WHAT YOU NEED TO DO: Can you output the material exactly as written, minus any pictures it holds?

--- begin MATERIAL FOR THIS EXERCISE ---

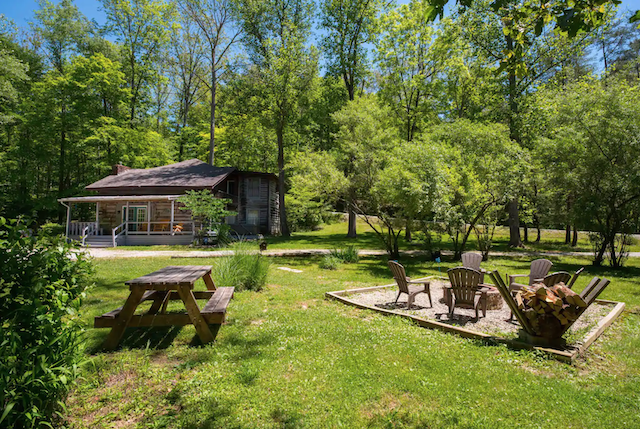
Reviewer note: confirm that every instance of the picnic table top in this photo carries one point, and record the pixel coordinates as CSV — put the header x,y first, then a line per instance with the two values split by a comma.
x,y
173,275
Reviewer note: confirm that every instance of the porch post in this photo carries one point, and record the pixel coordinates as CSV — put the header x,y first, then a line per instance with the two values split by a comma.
x,y
68,218
173,204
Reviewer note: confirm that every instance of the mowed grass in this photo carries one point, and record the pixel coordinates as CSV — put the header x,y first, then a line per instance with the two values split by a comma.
x,y
335,236
289,358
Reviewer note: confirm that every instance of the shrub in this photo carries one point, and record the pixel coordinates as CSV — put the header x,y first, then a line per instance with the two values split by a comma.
x,y
329,262
40,291
349,254
245,269
51,229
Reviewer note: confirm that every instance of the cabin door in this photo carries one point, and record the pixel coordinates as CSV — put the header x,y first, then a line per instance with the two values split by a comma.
x,y
137,214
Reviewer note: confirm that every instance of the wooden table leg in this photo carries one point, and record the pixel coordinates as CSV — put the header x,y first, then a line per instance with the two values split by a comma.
x,y
122,321
194,314
208,281
158,301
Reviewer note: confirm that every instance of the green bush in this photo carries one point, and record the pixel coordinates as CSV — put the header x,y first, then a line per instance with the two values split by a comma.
x,y
40,291
246,269
349,254
51,229
329,262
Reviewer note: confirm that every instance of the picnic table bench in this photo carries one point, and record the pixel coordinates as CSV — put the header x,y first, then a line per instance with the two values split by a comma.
x,y
168,284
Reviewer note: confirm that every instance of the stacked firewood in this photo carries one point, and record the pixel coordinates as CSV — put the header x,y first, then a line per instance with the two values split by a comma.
x,y
549,309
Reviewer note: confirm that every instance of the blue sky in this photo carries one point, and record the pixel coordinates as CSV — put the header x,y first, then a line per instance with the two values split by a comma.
x,y
21,11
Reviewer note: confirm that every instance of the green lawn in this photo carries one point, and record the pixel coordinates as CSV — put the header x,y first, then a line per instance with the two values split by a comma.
x,y
289,358
335,235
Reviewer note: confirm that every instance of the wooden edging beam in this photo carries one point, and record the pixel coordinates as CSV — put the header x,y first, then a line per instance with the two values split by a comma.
x,y
563,355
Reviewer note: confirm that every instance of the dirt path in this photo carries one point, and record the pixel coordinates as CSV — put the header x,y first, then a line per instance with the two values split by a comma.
x,y
119,253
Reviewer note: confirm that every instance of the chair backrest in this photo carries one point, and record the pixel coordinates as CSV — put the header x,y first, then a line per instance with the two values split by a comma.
x,y
399,275
574,278
464,284
555,278
471,260
539,269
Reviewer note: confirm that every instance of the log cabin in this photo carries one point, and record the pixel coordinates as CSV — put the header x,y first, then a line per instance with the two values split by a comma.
x,y
141,207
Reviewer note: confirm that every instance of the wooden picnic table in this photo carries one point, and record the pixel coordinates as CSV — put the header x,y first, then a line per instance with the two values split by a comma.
x,y
162,286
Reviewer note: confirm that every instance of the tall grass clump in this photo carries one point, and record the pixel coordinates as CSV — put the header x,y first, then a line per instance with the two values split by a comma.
x,y
246,269
349,254
41,288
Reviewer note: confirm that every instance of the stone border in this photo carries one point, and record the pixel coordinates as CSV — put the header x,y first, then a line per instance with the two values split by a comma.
x,y
566,355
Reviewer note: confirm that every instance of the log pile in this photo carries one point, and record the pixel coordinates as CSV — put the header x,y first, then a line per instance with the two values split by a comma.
x,y
549,309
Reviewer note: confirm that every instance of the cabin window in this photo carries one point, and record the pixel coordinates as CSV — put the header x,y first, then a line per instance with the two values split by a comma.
x,y
253,217
253,187
231,187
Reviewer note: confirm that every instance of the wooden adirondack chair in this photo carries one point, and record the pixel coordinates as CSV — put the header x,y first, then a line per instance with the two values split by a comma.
x,y
405,285
466,290
473,260
539,269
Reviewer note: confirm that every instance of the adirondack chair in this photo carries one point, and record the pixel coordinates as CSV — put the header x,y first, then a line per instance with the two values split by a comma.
x,y
466,290
405,285
561,276
473,260
539,269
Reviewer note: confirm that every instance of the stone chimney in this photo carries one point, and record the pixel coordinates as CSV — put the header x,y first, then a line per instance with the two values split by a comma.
x,y
119,168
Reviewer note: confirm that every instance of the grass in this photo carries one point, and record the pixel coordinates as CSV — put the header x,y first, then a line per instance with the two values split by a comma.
x,y
335,236
289,358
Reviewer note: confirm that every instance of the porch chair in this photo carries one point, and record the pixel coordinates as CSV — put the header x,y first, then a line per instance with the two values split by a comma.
x,y
466,291
406,285
472,260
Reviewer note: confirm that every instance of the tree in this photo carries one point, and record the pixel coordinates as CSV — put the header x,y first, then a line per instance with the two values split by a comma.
x,y
285,68
597,127
214,20
408,65
486,168
364,138
143,27
535,52
350,26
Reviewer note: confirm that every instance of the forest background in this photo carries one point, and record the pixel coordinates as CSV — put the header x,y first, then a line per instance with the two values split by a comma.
x,y
488,115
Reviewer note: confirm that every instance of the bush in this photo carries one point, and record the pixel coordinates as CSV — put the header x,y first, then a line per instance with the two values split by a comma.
x,y
246,269
329,262
41,287
51,229
349,254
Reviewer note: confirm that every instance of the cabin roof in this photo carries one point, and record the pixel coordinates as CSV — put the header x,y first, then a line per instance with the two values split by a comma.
x,y
192,173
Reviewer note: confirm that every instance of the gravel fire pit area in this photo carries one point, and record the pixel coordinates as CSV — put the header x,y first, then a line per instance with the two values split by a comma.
x,y
495,325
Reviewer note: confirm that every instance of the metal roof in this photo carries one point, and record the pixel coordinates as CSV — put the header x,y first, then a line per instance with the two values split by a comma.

--- end MATERIAL FOR THIS EXERCISE ---

WRITTEN RESPONSE:
Reviewer note: confirm that every instance of the picnic table top in this photo carries one point, and record the pixel coordinates as CSV — put the header x,y first, then a line per instance with the two values split by a comma.
x,y
173,275
Reviewer note: confirm that every instance of the porch post in this photo carries one point, and record the pixel coordinates as CSV — put the header x,y first, then a line per instance with the two values split by a comma.
x,y
68,218
173,204
Reviewer note: confirm that every instance of the mowed grass in this photo carries one point, and record the pixel coordinates as CSV — put the header x,y first, then a line per instance with the two values split by a comma.
x,y
335,236
289,358
Reviewer note: confirm that every instance of the shrub in this photo carries one point, and record the pixel coordinates as CSV — put the header x,y first, then a line per instance with the two values split by a comma.
x,y
329,262
40,291
349,254
245,269
51,229
Reviewer note: confirm that every instance of the cabin door in this photo carries one point, and record the pixel coordinates as CSV — put the header x,y first, then a line per instance with the two values split by a comma.
x,y
137,214
Reviewer note: confirm that every instance of the wooden table leg in this photo carries one point, and record the pixel coordinates as CSV — put the header x,y first, then a line per instance with the two values split by a comma.
x,y
122,321
194,314
208,281
158,301
Reviewer note: confirm that every instance of the green bush in this photo carries one point, and record the pixel coordinates as CSV — put the header x,y first, then a line per instance with the two values split by a comma.
x,y
40,291
246,269
349,254
51,229
329,262
Reviewer note: confirm that every instance of the picnic table bench in this photo carries one point, and record the pixel coordinates as CSV — put the header x,y first, then a line per instance with the two values split by a comma.
x,y
168,284
Reviewer note: confirm that every instance of the stacked firewood in this photo carries one point, and record the pixel coordinates as CSV — put the header x,y first, then a line per instance with the two values split by a comma.
x,y
549,309
Reviewer note: confirm that every instance of the blue sky in this photo carries one point, and record the pixel coordinates as CSV — put the header x,y first, then a line per instance with the two values split by a comma.
x,y
21,11
Reviewer note: confirm that every instance of the green lawn in this photo carries one point, and record the pixel coordinates as CSV — put the header x,y first, then a line per instance with the two values split by a comma.
x,y
289,358
335,235
Reviewer note: confirm that every instance of the wooden edging beam in this photo carries one point, and record the pixel coordinates as CSV — put the header x,y first, then a line per instance with the two values split by a comma.
x,y
563,355
Reviewer note: confirm that every instance of the dirt path in this photo carries one point, and record the pixel coordinates as CSV — put the header x,y first, then a line per instance with the two values split by a comma.
x,y
119,253
Reviewer note: confirm that every instance of the chair backrest in this photo carries one point, and record the pixel coordinates as CSV — put the header x,y first, then a line per instance with the two values split by a comma.
x,y
399,275
574,278
464,284
555,278
471,260
539,269
Reviewer note: confirm that every instance of the log cabin in this photo carries one point, and record the pixel coordinates as CSV — put the header x,y first, then a line per instance with the two values split by a comma.
x,y
141,207
Reviewer note: confirm that every instance of the wooden picnic table in this photo carries one point, and record the pixel coordinates as CSV — put the header x,y first, then a line per instance with the two values split by a comma.
x,y
162,286
Reviewer note: confirm that every instance of the tall grass clump in this photo carries one point, and record the pixel coordinates as CSV — put the header x,y first, then a line per instance with the two values split by a comma.
x,y
246,269
349,254
41,288
Reviewer note: confirm that every instance of the stone border in this photo carries one point, and record the pixel coordinates as CSV — put the header x,y first, then a line per instance with the two values split by a comma.
x,y
566,355
Reviewer note: confirm that every instance of the log pile in this photo carries one point, and record the pixel coordinates as CSV — put the header x,y first, then a line per instance with the two values split by a comma.
x,y
549,309
Reviewer note: confirm that every instance of the cabin window in this photo carries one point, and record the pixel coordinates as CSV — put the header x,y first, then a line per instance with the two values split by a comma.
x,y
253,217
253,187
231,187
Reviewer note: confirm that every instance of the wooden adirondack chair in this photo carries one point, and record the pixel coordinates as CSV — put the header x,y first, then a line per instance with the two values split by a comma.
x,y
405,285
466,290
473,260
539,269
Reviewer note: confirm that every instance of the adirondack chair in this photo carries one point, and record the pixel coordinates as CSV — put the header x,y first, then a line per instance with the two values split by a comma.
x,y
466,290
405,285
561,276
473,260
539,269
Reviewer note: confirm that every instance of the stone chimney in this photo carries one point, and record the pixel coordinates as CSV — put the header x,y first, then a line per instance with the two values split by a comma.
x,y
119,168
Reviewer note: confirm that every instance of the grass in this photo carries one point, and record the pixel coordinates as CSV — put the header x,y first, then a line per instance with the two values split by a comma.
x,y
335,236
289,358
Reviewer note: confirm that every instance of the porch chair in this photo carries one point, and record the pixel coordinates as CSV — put the header x,y first, then a line per instance with the two values split by a comma.
x,y
466,291
406,285
472,260
Reviewer note: confirm that every instance of the tree in this photo carries one point, and record the pixel coordinates as CSV — put the header x,y first, then a line per instance with the two values split by a comma.
x,y
285,68
597,127
214,20
408,65
486,168
364,138
143,27
535,52
350,26
Reviewer note: confirm that every instance of the forest background in this photo carries one point, and record the pixel coordinates as CSV — put the header x,y first, then a line per instance with the two values split by a comma.
x,y
488,115
Reviewer note: confirm that every instance of the bush in this photo carries one point, and record the pixel coordinates as CSV — put the header x,y first, then a line per instance with the two values split by a comma.
x,y
246,269
329,262
41,287
51,229
349,254
Reviewer note: confirm that every instance of the cabin roof in this photo carries one point, and record the pixel coordinates as CSV — put the header x,y first, then a line per instance with the two values split by a comma.
x,y
192,173
Reviewer note: confirm that every instance of the gravel fire pit area in this photo carries one point, and record the pixel coordinates as CSV — put the header x,y first, then a line per instance with the two values split by a comma.
x,y
495,325
Reviewer note: confirm that every instance of the metal roof in this photo carries one point, and record the pixel coordinates as CSV — put the header x,y first, then a line per instance with the two values split by a comma.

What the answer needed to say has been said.